Secondly, in the affidavit to which we have referred, Mr Hwang states he has found it difficult, bordering on impossible, to secure meaningful employment because of the conviction. This in turn has financial consequences. In short, it is difficult for Mr Hwang to support himself if he cannot obtain sufficiently well-paying employment.
Thirdly, Mr Hwang submits the conviction has adverse implications for his ability to travel, including to Korea where he was born and where members of his family are living.
Fourthly, the conviction has had an ongoing impact on Mr Hwang’s mental health. Whilst doing his best to make a fresh start, Mr Hwang is suffering from increased depression and ongoing post-traumatic stress disorder. By way of example, Mr Hwang cited to us his inability to complete a course of study at Auckland University of Technology in which he was enrolled in 2023.
Mr Davie made a number of submissions in opposition to Mr Hwang’s appeal. Mr Davie submits, correctly, that several of the consequences Mr Hwang advances should have been proved by affidavit evidence from a third party, which they have not been.
Mr Davie also drew our attention to additional convictions that Mr Hwang has accrued for dishonesty offending since his conviction for arson. Mr Davie submits that, because of this subsequent offending, Mr Hwang would suffer many of the consequences outlined above in any event.
There may be some merit in this last submission. However, it is fair to say that Mr Hwang’s dishonesty offending is significantly less serious than the arson and, although Mr Hwang did not say as much, might reflect the difficulties that he has experienced in obtaining employment.

- _WORK TO BE COMPLETED_
Continue the court passage about Mr Hwang's appeal, starting right after its last sentence. The entries have nothing to do with the court passage.

- _PROVIDED DATA_

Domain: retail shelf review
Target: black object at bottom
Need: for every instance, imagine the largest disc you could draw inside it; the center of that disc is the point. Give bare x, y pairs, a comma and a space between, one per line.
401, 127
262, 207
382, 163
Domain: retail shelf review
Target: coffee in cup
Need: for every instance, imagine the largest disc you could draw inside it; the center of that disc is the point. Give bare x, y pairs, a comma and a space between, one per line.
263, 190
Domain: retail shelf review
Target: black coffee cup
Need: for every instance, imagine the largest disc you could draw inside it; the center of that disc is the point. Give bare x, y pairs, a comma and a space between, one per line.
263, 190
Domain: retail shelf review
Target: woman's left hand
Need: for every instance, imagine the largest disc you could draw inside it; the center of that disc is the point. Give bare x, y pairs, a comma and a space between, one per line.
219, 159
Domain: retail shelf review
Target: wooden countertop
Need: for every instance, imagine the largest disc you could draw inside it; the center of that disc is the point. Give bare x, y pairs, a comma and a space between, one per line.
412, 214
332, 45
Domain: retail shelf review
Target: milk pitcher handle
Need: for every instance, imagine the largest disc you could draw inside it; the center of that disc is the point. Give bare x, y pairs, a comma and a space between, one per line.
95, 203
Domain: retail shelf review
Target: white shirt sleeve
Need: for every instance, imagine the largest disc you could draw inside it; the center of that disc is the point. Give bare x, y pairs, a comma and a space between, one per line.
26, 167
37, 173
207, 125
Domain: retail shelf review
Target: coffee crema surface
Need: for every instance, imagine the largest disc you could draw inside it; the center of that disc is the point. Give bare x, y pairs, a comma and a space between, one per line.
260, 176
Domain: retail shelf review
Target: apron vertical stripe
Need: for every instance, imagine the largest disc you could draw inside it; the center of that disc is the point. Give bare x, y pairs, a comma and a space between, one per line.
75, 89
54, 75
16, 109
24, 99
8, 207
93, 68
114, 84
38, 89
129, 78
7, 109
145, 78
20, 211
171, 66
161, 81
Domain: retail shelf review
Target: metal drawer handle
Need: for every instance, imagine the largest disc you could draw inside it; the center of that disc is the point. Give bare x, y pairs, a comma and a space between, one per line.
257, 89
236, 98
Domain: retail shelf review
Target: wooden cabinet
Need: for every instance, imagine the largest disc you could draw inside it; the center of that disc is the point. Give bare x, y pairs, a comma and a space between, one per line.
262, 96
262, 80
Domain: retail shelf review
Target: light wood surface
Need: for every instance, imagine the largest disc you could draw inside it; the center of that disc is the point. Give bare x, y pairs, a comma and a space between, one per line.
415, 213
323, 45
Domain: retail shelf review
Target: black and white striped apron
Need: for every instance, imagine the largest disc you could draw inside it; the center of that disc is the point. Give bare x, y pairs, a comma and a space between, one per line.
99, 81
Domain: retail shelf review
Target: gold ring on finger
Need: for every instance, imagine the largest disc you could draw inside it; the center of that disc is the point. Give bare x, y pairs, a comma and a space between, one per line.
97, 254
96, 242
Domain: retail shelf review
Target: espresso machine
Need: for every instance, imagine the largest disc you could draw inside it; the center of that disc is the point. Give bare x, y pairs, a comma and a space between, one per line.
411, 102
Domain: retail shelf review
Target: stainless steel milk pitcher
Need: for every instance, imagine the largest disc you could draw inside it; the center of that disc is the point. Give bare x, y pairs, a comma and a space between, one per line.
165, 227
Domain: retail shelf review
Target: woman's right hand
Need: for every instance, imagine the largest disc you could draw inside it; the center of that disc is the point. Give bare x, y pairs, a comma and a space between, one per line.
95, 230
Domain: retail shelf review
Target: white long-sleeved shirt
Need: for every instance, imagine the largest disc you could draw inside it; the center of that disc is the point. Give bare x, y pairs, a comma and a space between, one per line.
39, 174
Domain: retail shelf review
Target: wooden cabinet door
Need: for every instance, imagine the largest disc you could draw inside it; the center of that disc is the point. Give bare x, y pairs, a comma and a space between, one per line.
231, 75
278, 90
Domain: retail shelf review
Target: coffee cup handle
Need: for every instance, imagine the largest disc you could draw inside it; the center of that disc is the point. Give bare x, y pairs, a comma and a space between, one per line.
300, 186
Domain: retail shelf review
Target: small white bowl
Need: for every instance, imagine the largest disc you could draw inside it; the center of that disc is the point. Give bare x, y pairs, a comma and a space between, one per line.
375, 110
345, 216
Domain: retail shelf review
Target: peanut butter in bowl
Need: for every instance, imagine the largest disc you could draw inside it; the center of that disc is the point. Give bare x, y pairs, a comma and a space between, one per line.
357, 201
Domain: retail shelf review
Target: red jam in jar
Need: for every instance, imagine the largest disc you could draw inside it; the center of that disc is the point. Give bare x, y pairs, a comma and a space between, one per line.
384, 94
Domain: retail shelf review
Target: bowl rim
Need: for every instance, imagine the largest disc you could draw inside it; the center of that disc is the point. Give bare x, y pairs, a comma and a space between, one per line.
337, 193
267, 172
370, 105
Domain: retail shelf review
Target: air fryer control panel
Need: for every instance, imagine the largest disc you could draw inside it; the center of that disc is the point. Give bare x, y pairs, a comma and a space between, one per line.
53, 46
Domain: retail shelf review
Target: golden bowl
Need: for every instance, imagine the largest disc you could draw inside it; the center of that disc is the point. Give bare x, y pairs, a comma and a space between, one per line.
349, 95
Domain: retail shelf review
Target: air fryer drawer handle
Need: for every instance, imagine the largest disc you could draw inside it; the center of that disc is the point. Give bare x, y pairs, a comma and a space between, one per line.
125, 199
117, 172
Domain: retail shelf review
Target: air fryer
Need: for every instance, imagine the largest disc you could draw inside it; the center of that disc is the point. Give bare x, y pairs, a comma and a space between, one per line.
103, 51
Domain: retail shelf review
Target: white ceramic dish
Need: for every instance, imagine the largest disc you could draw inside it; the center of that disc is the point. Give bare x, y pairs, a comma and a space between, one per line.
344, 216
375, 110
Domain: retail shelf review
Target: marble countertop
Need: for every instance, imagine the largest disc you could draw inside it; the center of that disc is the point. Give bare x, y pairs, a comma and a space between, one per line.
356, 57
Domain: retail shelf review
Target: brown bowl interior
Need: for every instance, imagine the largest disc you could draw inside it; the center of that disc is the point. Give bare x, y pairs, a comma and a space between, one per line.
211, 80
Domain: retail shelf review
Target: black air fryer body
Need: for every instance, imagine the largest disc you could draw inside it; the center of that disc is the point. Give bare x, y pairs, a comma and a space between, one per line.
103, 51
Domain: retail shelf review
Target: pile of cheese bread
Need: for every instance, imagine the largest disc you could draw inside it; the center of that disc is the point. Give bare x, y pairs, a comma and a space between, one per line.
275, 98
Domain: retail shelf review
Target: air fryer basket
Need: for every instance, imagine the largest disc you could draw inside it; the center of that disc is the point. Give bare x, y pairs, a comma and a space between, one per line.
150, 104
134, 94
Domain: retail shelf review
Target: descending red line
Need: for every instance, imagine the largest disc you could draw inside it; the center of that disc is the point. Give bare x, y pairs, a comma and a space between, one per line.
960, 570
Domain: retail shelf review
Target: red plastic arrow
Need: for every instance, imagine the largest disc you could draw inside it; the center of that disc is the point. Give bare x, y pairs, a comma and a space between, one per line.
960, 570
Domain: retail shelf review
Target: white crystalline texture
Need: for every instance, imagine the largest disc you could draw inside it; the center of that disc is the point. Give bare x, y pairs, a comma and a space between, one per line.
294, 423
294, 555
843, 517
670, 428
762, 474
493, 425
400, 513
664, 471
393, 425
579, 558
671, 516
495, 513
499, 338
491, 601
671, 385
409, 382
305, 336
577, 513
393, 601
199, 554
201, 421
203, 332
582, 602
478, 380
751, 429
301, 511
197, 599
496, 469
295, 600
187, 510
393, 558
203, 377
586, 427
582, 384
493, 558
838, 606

- _ANSWER TO THIS TASK_
Discussion
As it happens, we do not need to discuss Mr Davie’s submissions in any detail. The critical point is that, even if we accept Mr Hwang’s submissions as to the consequences of conviction, they are not out of all proportion to the gravity of the offending.
We can only repeat that this offending was extremely serious and the consequences of conviction that Mr Hwang has advanced, even if proved in the orthodox manner, do not come close to the level required to put a discharge without conviction in reach. Nor can we imagine circumstances in which those consequences would ever do so.
That said, there is a positive aspect to this appeal. Mr Hwang is making efforts to put this serious offending behind him, and to set himself up for the future. Mr Hwang’s account to us of his efforts in this regard was impressive, and we congratulate him. At age 30, it is still relatively early days for Mr Hwang. The more distant in time his conviction becomes, the more it is likely to be treated as an isolated, albeit serious, event. Accordingly, although this is not a case in which a discharge without conviction is an appropriate outcome, we encourage Mr Hwang to continue to apply himself as he is presently doing.
Result
The appeal is dismissed.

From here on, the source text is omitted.